## Start Supplied text

# Knowledge and Data: Practical Assignment 2
## Manipulate local and external RDF Knowledge Graphs 

YOUR NAME: STEFANIA DIAMANTE CONTE

YOUR VUNetID: sce760 2739767

*(If you do not provide your name and VUNetID we will not accept your submission).*

### Learning objectives

At the end of this exercise you should be able to perform some simple manipulations of RDF Data using the rdflib library. You should be able to: 

1. Add and retrieve information from a local RDF database
2. Represent RDF data in other formats, such as the .dot format for graph visualisation
3. Retrieve information from an RDF database created from Web Data
4. Query information from the Web with SPARQL

### Practicalities

Follow this Notebook step-by-step. 

Of course, you can do the exercises in any Programming Editor of your liking.

## End Supplied text
## Start Stored records

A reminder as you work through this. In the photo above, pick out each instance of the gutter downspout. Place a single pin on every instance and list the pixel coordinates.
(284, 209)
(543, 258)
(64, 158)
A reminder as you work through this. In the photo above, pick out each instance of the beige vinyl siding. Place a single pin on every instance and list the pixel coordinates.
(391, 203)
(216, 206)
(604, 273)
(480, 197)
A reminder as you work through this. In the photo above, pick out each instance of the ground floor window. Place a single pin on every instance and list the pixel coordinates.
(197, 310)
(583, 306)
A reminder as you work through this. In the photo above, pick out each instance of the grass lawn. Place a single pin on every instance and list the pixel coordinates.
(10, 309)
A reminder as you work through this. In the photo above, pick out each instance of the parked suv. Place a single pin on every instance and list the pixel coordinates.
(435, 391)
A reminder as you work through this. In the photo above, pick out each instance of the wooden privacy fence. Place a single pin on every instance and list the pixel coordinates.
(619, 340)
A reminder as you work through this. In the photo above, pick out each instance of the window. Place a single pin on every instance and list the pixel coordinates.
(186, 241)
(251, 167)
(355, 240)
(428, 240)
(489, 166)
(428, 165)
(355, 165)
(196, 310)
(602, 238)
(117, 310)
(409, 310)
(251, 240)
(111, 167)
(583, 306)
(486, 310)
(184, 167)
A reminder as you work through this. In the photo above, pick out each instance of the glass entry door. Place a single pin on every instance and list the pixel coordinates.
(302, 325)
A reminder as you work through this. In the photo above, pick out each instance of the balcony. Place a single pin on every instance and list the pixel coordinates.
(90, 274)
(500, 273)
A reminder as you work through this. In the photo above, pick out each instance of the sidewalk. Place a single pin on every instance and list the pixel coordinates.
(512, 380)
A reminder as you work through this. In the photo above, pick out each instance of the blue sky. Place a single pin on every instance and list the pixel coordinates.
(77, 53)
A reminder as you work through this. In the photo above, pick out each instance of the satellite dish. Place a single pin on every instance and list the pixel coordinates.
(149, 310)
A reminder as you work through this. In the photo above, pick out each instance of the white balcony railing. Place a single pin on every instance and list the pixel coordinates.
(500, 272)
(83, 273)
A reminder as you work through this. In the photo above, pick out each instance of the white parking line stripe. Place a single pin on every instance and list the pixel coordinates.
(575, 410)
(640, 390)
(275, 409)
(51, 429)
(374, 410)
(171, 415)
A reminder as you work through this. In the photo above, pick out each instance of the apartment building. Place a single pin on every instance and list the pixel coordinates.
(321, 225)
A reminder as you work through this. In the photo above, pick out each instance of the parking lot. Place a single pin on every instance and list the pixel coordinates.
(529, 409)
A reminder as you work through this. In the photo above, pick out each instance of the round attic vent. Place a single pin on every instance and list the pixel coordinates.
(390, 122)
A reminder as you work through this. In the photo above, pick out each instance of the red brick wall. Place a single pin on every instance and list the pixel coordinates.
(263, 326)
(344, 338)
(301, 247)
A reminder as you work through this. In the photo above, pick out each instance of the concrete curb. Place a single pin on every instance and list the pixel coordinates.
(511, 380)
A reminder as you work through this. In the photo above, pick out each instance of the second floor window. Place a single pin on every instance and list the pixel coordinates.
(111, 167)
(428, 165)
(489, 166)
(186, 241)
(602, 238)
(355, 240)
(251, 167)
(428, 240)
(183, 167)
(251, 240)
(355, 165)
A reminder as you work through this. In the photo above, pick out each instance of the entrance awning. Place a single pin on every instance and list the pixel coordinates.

## End Stored records

* **Stated goal A**: Print the portion of the assignment text between "1. Add and retrieve" and "this Notebook step-by-step.", inclusive.
* **Stated goal B**:
Answer these from the assignment text:
(i) Which library is named for performing manipulations of RDF data?
(ii) What format is given as an example for graph visualization?
(iii) With which query language is information to be queried from the Web?
* **Stated goal C**: Using the assignment text, explain why the name and VUNetID must be filled in.
The data plays no part in what is asked here.

* **Reply A**:
1. Add and retrieve information from a local RDF database
2. Represent RDF data in other formats, such as the .dot format for graph visualisation
3. Retrieve information from an RDF database created from Web Data
4. Query information from the Web with SPARQL

### Practicalities

Follow this Notebook step-by-step.

* **Reply B**:
(i) rdflib
(ii) The .dot format
(iii) SPARQL

* **Reply C**: A submission without the name and VUNetID will not be accepted.